- Source records -
-*-*-
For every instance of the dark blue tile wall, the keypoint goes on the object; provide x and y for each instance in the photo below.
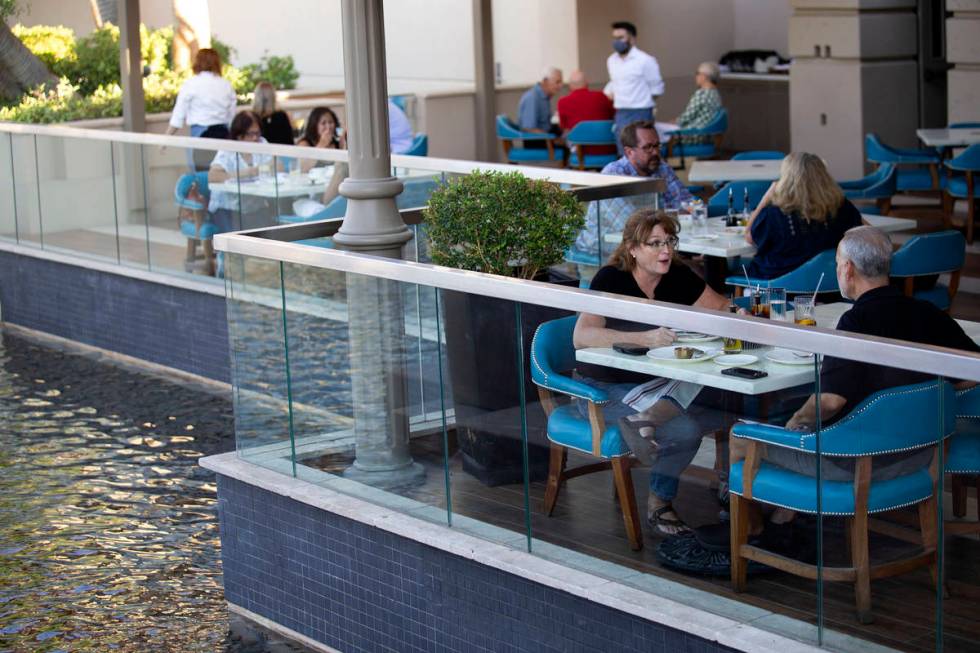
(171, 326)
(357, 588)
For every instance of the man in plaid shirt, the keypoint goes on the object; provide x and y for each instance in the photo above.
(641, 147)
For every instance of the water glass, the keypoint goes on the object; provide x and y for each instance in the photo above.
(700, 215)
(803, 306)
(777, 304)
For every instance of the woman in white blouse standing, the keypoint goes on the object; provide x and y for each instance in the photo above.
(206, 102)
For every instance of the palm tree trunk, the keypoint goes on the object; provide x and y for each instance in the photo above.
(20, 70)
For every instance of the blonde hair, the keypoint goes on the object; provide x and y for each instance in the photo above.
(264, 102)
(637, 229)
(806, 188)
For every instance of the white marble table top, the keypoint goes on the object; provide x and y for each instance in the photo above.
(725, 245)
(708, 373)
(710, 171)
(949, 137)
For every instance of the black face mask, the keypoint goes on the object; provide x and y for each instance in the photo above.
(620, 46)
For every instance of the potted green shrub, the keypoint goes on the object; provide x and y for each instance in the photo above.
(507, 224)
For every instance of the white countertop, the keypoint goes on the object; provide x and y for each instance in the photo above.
-*-*-
- Work to be completed -
Word for word, restate all of the material, omitting the images.

- Task answer -
For every instance of the dark blue tile wall, the keypoint goes on the object; provide x and y for each instance in the photo below.
(171, 326)
(357, 588)
For every instance of the man in plaid shirt, the keypoint goes on the object; provide x and y for each instance in the photo above.
(641, 147)
For every instance of the water glass, the keypoint goes on the object; provide x and y for each instance in the photo above.
(700, 215)
(803, 306)
(777, 304)
For every instance of the woman in white blouse standing, the keypoint goes on the object; provide x and y for each instance in the photo above.
(206, 102)
For every instance of the palm tree trunk, the keypoint goes on the object; provide x and y for each instance in the photo above.
(20, 70)
For every instance of the blonde hair, the keypoint goes on the object; provide x and y for each instance in the photo above.
(264, 102)
(637, 229)
(806, 188)
For every instance of the white marble table top, the keypoint goes on the object; provide x and y for each instance in the photo above.
(725, 245)
(708, 373)
(710, 171)
(949, 137)
For every instance of the black face mask, the keypoint goes on the object; provide x and y for each instance in the photo above.
(620, 46)
For every instance of the potted green shrub, the keypoint goes on the object; provide x and y for each instance in the photo above.
(507, 224)
For every instance of the white countertop, the keypoint goes on the object; provide x and y for each instance in the photo above.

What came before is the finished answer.